Requirements - Recast all of the rows below as a single JSON list of strings, one string per line, omitting blank lines.

· · · · ·

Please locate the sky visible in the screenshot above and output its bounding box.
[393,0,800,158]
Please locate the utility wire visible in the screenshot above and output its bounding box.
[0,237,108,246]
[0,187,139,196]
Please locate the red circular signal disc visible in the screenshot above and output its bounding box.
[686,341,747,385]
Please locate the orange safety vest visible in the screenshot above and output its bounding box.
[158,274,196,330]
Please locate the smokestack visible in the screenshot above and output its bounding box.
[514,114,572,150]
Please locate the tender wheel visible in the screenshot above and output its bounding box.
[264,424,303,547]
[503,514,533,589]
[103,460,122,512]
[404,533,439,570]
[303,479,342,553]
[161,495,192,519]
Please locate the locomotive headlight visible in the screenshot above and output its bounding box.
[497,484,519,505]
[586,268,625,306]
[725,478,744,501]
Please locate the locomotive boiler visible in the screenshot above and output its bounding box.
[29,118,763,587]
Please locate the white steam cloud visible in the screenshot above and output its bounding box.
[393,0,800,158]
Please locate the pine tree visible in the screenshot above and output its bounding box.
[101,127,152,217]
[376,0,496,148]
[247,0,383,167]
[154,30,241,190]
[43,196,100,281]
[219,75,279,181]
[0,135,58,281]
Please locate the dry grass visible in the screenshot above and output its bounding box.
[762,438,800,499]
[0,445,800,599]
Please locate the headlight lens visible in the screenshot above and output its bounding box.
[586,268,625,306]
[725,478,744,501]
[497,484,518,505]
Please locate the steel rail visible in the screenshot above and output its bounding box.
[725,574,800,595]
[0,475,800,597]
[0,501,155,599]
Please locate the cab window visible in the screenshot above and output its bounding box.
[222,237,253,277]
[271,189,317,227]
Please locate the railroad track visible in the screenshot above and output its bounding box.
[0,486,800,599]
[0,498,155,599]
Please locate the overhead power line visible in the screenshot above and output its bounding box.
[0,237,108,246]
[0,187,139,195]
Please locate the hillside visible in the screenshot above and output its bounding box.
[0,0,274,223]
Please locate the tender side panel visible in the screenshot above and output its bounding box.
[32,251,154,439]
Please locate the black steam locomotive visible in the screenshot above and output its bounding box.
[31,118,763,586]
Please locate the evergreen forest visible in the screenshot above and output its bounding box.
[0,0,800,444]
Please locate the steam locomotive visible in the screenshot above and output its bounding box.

· · · · ·

Output for this exercise -
[
  "Please locate the sky visible in the screenshot above and output its bounding box.",
  "[393,0,800,158]",
  "Please locate the utility wire visible in the screenshot above and output its bounding box.",
  "[0,237,108,246]",
  "[0,187,139,196]",
  "Please locate the red circular signal disc visible in the screenshot above and output its bounding box.",
  "[686,341,747,385]",
  "Please locate the orange safety vest visible in the screenshot above and output its bounding box.",
  "[158,274,196,330]",
  "Please locate the smokestack visible in the screenshot above and output its bounding box.",
  "[514,114,572,150]",
  "Please locate the tender wheel visible in the screenshot above and output its bounding box.",
  "[264,424,303,547]",
  "[503,514,533,589]",
  "[103,460,122,512]",
  "[404,533,439,570]",
  "[303,479,342,553]",
  "[161,495,192,519]",
  "Please locate the locomotive headlight visible in the screenshot above and output its bounding box.",
  "[497,484,519,505]",
  "[586,268,625,306]",
  "[725,478,744,501]",
  "Please locate the locomotive boiler visible in the screenshot above and output its bounding box.",
  "[29,118,763,587]",
  "Please locate the white steam cloud visible in the screenshot above and output its bounding box.",
  "[393,0,800,158]",
  "Please locate the pine tree visible in the screenshot above and output its bounding box.",
  "[101,127,152,217]",
  "[376,0,496,148]",
  "[247,0,383,167]",
  "[154,30,241,190]",
  "[43,196,100,281]",
  "[219,75,279,181]",
  "[0,135,58,281]",
  "Please locate the dry grass visible in the screenshot above and output its bounding box.",
  "[762,438,800,499]",
  "[0,445,800,599]",
  "Please locate the headlight lens visible in the screenshot above and output its bounding box.",
  "[586,268,625,306]",
  "[725,478,744,501]",
  "[497,484,518,505]",
  "Please locate the steel rail visible in the screenshot above and output its bounding box.",
  "[725,574,800,595]",
  "[0,475,800,597]",
  "[0,501,155,599]",
  "Please locate the cab window visible in the screenshot above and output its bounding box.",
  "[222,237,253,277]",
  "[271,189,317,227]",
  "Please locate the railroad track visible in the screenshot above and output its bounding box.",
  "[0,486,800,599]",
  "[0,498,155,599]",
  "Please locate the overhead power line visible in the screenshot above and output its bounding box.",
  "[0,237,108,246]",
  "[0,187,139,195]",
  "Please locate the hillside visible in the screenshot above and output its bounding box.",
  "[0,0,274,223]",
  "Please locate the tender side panel visible in the screenshot above and output its bounding box.",
  "[32,251,154,439]",
  "Please locate the black steam locomotive visible in the screenshot above and output its bounding box.",
  "[31,118,763,586]",
  "Please locate the evergreen forest visible in the screenshot above and output its bounding box.",
  "[0,0,800,444]",
  "Please locate the steam locomotive visible in the screenshot above and output its bounding box."
]